Il colossoHuawei: storia dell’impero che fa tremare la politica mondiale

Dall’esercito cinese al più grande colosso mondiale delle telecomunicazioni: storia di Ren Zhengfen e della sua azienda, sempre più al centro della “nuova guerra fredda” tra Cina e Usa, combattuta a colpi di commercio, telecomunicazioni e spionaggio

La Huawei può vantare tanti primati. È la più grande azienda privata cinese, prima al mondo per ricerca scientifica e impianti di telecomunicazioni. L’anno scorso ha superato Apple, ma quest’anno ha infranto ogni record, divenendo l’azienda più politicamente contesa dalla guerra fredda.
Questa è la storia di come un ex-ricercatore 44enne dell’esercito cinese, a pochi anni dalla Rivoluzione Culturale, abbia fondato il più grande colosso delle telecomunicazioni con soli tremila dollari, realizzando un’impresa commerciale senza eguali in Cina. Una vicenda che ci riguarda da vicino e che assume tratti degni di un thriller hollywoodiano, capace di intrecciare comunismo e capitalismo di stato; pena capitale e rivendicazioni storiche; guerre commerciali e spionaggio internazionale; cultura del lupo e futuro delle telecomunicazioni in 5G.

* Estratto del dataset *

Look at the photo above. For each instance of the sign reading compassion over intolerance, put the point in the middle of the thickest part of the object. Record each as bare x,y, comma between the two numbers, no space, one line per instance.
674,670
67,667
--
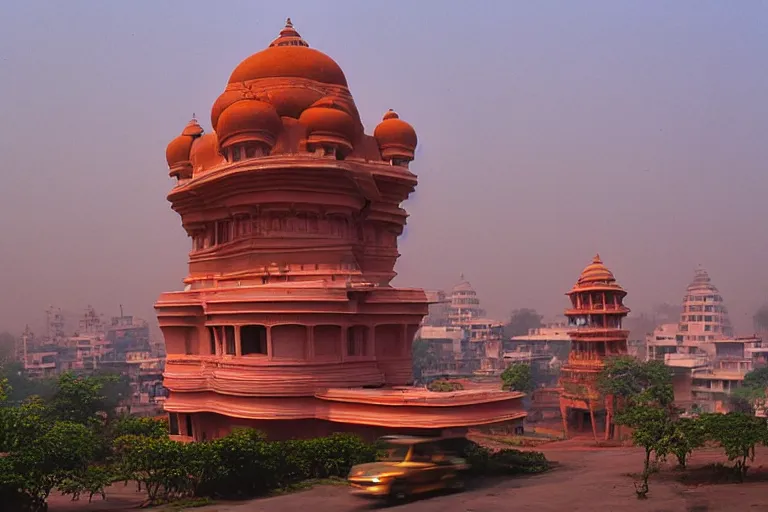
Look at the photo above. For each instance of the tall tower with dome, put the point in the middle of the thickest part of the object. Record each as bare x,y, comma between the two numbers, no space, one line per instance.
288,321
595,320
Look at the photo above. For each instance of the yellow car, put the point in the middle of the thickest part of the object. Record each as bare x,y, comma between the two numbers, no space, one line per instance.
...
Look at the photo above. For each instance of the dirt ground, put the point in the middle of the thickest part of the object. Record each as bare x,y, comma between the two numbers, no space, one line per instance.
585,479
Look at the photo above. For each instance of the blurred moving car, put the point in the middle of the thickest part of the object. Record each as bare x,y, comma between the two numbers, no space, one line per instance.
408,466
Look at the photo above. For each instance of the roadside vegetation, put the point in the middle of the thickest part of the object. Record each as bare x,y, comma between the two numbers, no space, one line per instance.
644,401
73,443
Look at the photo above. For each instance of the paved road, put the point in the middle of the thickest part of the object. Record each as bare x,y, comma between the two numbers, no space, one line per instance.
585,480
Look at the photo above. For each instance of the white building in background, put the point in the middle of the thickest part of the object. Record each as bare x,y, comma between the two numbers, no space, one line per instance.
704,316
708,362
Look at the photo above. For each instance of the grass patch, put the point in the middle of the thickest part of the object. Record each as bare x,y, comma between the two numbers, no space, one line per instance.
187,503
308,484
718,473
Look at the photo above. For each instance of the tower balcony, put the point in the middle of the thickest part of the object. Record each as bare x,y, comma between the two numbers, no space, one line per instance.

* Lavoro da svolgere *
(1) Aggiorna il passo del testo su Huawei che va da "La Huawei può" fino a "dalla guerra fredda.", sostituendo "primati" con "traguardi".
(2) Scrivi il seguito del testo su Huawei, partendo subito dopo l'ultima frase riportata.

* Risultati finali *
(1)
La Huawei può vantare tanti traguardi. È la più grande azienda privata cinese, prima al mondo per ricerca scientifica e impianti di telecomunicazioni. L’anno scorso ha superato Apple, ma quest’anno ha infranto ogni record, divenendo l’azienda più politicamente contesa dalla guerra fredda.

(2)
Dal Guizhou all’Everest: La rivoluzione post-maoista di Huawei
«Avevamo il sale per cucinare, quindi eravamo considerati ricchi». La vita di Ren Zhengfen, fondatore e CEO di Huawei, è un affresco della Cina moderna. Nato durante la guerra nel Guizhou -tra le più povere province cinesi- e battezzato nel Guomintang, il Partito Nazionalista sconfitto dai comunisti di Mao.
Per decenni, quest’eredità gli impedì di ricoprire un ruolo politico nel nuovo regime, nonostante dagli anni ’60 fosse ricercatore per l’Esercito Popolare di Liberazione. Solo dopo che fondò l’azienda nel 1987 a Shenzhen, e in seguito alle riforme di apertura, divenne membro del Partito.
Agli inizi, Huawei forniva commutatori telefonici. I suoi operai attraversavano il paese su piccole utilitarie equipaggiate con materassi per riposare durante i lunghi turni. Diversi testi riportano testimonianze di quanto sia stato stremante per i dipendenti consolidare l’azienda globalmente: sfidando il gelo per assicurare il servizio agli scalatori dell’Everest, rischiando la vita in zone di guerra o durante l’attacco terroristico di Bombay e il terremoto in Algeria.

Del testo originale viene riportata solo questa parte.